| Exercise directions |
From the material below, pick out every line that contains the word "dresser" and copy each of those lines in full.

| Items |
^^^^^^^^
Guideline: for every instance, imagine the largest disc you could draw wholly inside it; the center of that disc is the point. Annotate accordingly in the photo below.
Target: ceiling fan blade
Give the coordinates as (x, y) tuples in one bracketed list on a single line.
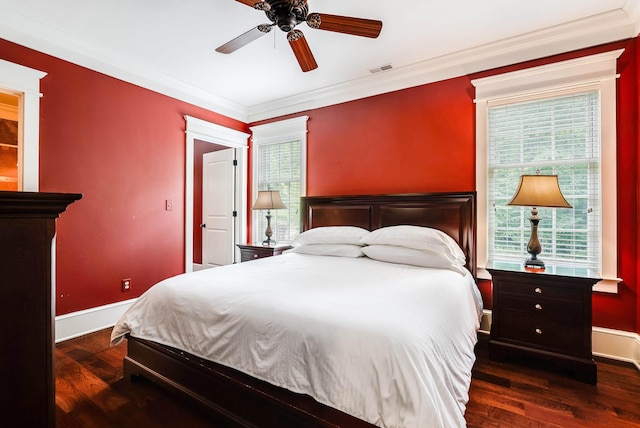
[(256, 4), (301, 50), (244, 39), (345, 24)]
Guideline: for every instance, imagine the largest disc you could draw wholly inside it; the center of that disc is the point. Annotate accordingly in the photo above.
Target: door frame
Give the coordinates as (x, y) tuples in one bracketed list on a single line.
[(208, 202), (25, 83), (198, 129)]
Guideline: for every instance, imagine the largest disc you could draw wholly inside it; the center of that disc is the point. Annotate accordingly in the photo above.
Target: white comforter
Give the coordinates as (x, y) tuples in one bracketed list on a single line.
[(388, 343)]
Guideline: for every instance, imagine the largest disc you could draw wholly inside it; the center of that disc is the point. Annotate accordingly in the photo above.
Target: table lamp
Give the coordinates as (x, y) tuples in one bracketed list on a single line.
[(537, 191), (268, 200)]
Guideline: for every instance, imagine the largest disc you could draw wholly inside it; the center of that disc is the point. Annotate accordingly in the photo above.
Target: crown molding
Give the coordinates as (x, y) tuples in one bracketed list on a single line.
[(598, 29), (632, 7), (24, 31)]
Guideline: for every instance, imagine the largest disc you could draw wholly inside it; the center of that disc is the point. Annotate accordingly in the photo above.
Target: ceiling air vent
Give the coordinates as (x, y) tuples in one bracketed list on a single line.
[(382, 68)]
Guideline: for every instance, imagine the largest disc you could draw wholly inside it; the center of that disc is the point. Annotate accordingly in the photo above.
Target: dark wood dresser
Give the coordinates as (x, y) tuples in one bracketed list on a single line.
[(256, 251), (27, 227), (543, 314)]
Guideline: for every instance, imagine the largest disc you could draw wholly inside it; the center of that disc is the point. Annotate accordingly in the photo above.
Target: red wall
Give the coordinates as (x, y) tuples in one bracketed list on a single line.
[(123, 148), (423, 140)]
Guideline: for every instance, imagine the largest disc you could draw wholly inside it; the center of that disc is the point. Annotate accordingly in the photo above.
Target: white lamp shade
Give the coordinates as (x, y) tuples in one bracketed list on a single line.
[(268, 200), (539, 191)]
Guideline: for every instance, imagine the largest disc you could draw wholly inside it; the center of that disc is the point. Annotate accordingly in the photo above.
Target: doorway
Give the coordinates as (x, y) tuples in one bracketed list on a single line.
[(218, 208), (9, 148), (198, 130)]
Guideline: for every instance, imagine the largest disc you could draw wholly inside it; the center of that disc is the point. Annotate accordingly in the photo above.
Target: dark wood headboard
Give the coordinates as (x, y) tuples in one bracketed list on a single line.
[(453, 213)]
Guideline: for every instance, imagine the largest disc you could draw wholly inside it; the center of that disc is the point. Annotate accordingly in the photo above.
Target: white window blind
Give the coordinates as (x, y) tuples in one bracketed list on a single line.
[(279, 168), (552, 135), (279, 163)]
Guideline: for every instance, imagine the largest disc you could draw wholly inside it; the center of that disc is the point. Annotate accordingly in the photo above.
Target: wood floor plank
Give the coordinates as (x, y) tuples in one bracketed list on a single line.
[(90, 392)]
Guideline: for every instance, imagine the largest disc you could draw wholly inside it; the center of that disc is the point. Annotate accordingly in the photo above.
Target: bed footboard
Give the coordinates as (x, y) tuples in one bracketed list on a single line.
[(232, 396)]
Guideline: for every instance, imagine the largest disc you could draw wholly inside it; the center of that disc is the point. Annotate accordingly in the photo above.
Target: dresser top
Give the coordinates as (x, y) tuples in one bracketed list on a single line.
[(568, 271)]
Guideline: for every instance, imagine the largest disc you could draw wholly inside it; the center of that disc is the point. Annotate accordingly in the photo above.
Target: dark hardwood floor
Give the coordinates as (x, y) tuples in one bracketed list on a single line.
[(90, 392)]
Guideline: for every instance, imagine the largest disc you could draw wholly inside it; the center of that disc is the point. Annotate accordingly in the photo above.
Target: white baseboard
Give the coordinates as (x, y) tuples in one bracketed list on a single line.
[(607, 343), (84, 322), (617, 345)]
^^^^^^^^
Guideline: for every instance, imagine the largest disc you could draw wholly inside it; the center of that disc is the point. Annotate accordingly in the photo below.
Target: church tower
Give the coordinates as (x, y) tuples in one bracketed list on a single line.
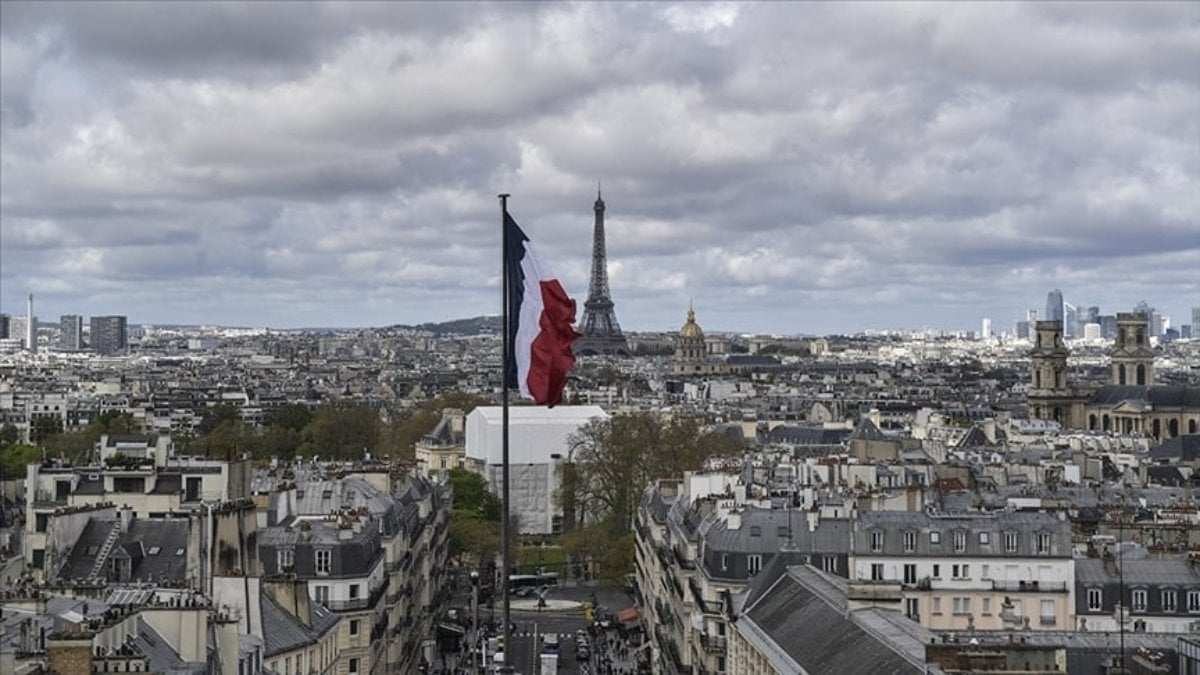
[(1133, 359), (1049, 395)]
^^^^^^^^
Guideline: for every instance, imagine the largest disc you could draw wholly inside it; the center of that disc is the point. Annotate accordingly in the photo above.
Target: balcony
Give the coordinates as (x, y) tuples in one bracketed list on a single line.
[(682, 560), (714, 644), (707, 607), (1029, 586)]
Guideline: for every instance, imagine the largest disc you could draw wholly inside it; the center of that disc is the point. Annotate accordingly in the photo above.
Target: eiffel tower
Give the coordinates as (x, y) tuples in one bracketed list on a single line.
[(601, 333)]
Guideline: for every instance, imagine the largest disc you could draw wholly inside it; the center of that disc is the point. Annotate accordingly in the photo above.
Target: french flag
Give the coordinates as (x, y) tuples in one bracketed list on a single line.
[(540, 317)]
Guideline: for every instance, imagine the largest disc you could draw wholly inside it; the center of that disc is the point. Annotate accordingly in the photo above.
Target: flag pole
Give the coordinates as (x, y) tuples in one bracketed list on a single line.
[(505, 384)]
^^^^^^^^
| Reply |
Target: dark wood dresser
Target: dresser top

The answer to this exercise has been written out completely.